TEXT PROVIDED →
Battlestar Galactica (the new incarnation)
Ok, this one also took me by surprise, and I'm only half-way through its first season. I suppose Ron Moore, who ran Star Trek - Deep Space 9 during its glory years, really was responsible for quite a lot of DS9's brilliance, as Battlestar Galactica seems to carry on a lot of the wonderful traditions of DS9: complex, interweaved storylines; well defined characters; and a fearlessness to do the unexpected. I only saw an episode or two of the original show in the early 1980s, and was pretty unimpressed (of course, I was 3 or 4 years old), but I am impressed with the start for this show. Grade: B+ (so far)

The Daily Show
This one irritates the living daylights out of me because since I lost my mythtv setup, I haven't been able to watch it!!! Especially after the events of last November, and all of the garbage since, this has been arguably the only beacon of light out there for reason, truth, and humor. May this show continue on forever. Grade: A- (only because I haven't seen it in FAR too long)

Chappelle's Show
I know everyone loves this show. Maybe I'm too white for the show's target demographic, but I won't go as far as the unwavering love for this show that many show. I find it to be hit and miss. When it hits (the racial draft, the Prince tale, etc), it's absolutely brilliant, but when it misses, it misses by a lot. Still, there's a definite fearlessness to the show, and I gotta admire Dave's ability to push the boundaries. There isn't much dangerous comedy on television (or anywhere) these days, and I hope the third season makes it to air to keep everyone on their toes. (and plus, even a hit and miss show, has its hits) Grade: B-

South Park
Trey Parker & Matt Stone seem to have kept much more of their edge for a lot longer than the Simpsons managed to, but I have to admit they seem to be running out of steam a bit. Even their Team America film was pretty scattershot. Still, even amongst increasing blandness, these two can still pull off a brilliant episode like where Kenny is chosen by Heaven to defeat the armies of Hell, only to find Kenny half-alive in a persistent vegetative state. They aired an episode mocking the Terry Shiavo controversy, on the NIGHT BEFORE her body died. On top of that, it was a VERY funny episode. While I wish they had more great episodes like this more often, I'm still pretty pleased with that one. Grade: B-

The West Wing
Given how good the show was in its first four years, and how bad it got when they lost the show's creator and primary writer (Aaron Sorkin) with its fifth year, I was very pleasantly surprised to see the show rebound quite a bit in its sixth year. They've messed around with the show's chronology by skipping one of the year in Josiah Bartlett's term moving the elections to this fall, and they have been intent on shaking up the casts especially by splitting them in the 2nd half of the season to focus on primaries. Somehow though, they also made the show watchable again, and occasionally brought back some of the humor. Some of the episodes were over the top, and basically wish fulfillment for the writers, for instance in the episode where they "fix" the Israeli/Palestine issue in the space of 2 days, or where Bartlett single-handedly negotiates a stance to deal with North Korea in the space of 2 hours. If one can ignore that heavy handedness (of which there was FAR more in the 5th season), you actually got some interesting television, and an honestly compelling Republican candidate in the form of Alan Alda's Senator Vinnick. I doubt they'll let him win the "election", but it would be interesting (and I'm saying that as a pretty hardcore liberal). Anyway, the season was good enough to make me tune in to the 7th season. Grade: B

As an aside, I just noticed today that one of the actual signers for the real Declaration of Independence (which we are in theory celebrating today), was named Josiah Bartlett, and he was from the delegation from New Hampshire. I'm sure I'm not the first to notice it, but it's REALLY cool if you ask me.

(Data listing)
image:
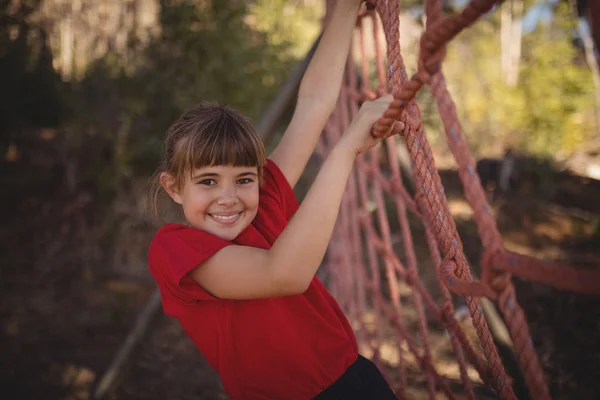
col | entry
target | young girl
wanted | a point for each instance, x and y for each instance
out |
(240, 276)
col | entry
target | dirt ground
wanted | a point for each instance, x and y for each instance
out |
(66, 308)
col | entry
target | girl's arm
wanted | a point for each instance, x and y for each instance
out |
(318, 92)
(242, 272)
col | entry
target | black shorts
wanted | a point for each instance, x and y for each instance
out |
(361, 381)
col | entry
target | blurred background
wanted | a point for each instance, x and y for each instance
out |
(89, 87)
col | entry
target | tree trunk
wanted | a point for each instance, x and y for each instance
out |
(505, 34)
(516, 32)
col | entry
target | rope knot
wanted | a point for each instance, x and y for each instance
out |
(411, 277)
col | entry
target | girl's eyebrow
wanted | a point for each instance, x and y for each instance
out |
(247, 173)
(206, 175)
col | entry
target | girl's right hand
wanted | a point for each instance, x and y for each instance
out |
(358, 137)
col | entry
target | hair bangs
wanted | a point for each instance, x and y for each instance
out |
(227, 141)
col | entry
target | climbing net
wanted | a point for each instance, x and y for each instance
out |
(374, 274)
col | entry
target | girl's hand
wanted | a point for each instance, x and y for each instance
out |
(359, 136)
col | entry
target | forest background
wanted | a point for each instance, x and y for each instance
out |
(88, 89)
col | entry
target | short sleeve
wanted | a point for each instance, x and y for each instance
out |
(277, 186)
(174, 252)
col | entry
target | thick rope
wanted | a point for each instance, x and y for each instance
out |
(362, 262)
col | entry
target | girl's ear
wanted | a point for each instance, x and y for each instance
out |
(167, 181)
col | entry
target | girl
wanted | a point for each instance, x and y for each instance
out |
(240, 277)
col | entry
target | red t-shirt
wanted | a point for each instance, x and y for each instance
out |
(288, 348)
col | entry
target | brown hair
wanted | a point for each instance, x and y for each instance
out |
(206, 135)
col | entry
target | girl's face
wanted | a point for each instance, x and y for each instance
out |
(221, 200)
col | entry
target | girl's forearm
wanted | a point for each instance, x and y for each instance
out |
(299, 250)
(323, 78)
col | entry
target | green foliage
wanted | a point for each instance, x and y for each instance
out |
(225, 50)
(551, 108)
(30, 90)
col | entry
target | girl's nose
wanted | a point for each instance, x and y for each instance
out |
(228, 197)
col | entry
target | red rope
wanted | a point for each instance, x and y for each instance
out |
(361, 258)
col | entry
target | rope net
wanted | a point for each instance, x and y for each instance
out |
(396, 303)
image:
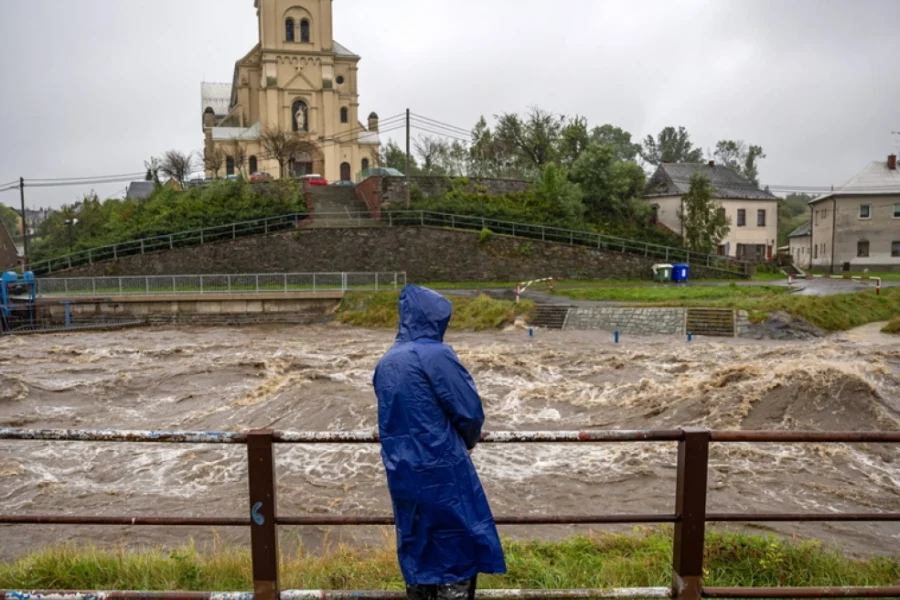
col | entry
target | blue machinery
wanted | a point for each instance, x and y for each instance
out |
(17, 301)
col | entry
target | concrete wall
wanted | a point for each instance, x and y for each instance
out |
(629, 321)
(427, 255)
(838, 222)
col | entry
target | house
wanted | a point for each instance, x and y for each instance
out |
(298, 81)
(800, 247)
(857, 226)
(753, 212)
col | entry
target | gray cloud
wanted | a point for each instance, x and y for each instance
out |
(95, 87)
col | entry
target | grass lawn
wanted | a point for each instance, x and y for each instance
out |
(641, 559)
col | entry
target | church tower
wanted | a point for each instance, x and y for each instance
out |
(296, 80)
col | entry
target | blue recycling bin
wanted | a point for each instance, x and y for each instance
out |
(681, 273)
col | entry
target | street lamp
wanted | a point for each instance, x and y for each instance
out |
(69, 224)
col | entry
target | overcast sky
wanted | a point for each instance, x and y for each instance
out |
(95, 87)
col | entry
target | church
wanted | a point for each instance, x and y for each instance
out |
(292, 108)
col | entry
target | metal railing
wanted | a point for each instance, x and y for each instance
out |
(273, 283)
(690, 514)
(400, 218)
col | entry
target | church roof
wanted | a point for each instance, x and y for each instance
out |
(216, 96)
(342, 50)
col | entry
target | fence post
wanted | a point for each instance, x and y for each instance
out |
(263, 534)
(690, 508)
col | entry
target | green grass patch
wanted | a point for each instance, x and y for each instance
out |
(671, 293)
(380, 310)
(643, 558)
(893, 326)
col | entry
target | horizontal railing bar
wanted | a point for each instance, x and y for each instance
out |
(573, 594)
(137, 521)
(493, 437)
(849, 437)
(800, 517)
(320, 520)
(804, 592)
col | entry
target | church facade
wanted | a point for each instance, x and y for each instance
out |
(292, 108)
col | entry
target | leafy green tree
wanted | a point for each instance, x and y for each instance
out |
(740, 158)
(611, 187)
(619, 140)
(705, 223)
(671, 145)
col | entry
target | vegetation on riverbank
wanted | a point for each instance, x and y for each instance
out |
(380, 310)
(838, 312)
(893, 326)
(641, 559)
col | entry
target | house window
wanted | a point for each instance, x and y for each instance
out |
(289, 30)
(300, 116)
(304, 31)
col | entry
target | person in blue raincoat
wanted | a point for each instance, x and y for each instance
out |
(429, 421)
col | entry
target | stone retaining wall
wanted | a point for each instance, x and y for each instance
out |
(630, 321)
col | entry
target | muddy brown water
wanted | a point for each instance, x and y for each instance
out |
(319, 378)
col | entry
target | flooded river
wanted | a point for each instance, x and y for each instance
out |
(319, 378)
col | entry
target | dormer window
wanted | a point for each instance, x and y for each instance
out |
(304, 31)
(289, 30)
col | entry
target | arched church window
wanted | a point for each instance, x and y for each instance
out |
(304, 31)
(300, 116)
(289, 30)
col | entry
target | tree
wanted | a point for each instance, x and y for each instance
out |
(10, 219)
(238, 153)
(177, 165)
(740, 158)
(704, 220)
(213, 160)
(281, 146)
(433, 152)
(612, 188)
(671, 145)
(619, 140)
(152, 167)
(531, 140)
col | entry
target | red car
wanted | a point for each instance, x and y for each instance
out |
(315, 180)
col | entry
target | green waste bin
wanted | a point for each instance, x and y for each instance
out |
(662, 273)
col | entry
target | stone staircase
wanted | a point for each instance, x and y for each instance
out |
(714, 322)
(550, 316)
(336, 206)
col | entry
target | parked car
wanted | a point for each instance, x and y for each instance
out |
(315, 180)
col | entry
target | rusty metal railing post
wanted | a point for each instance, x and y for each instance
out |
(263, 532)
(690, 508)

WHAT TO PRODUCE →
Reproduce the portion of the television reviews between "As an aside, I" and "you ask me.", inclusive, with "New Hampshire" replaced by "Connecticut".

SOLUTION TO THIS EXERCISE →
As an aside, I just noticed today that one of the actual signers for the real Declaration of Independence (which we are in theory celebrating today), was named Josiah Bartlett, and he was from the delegation from Connecticut. I'm sure I'm not the first to notice it, but it's REALLY cool if you ask me.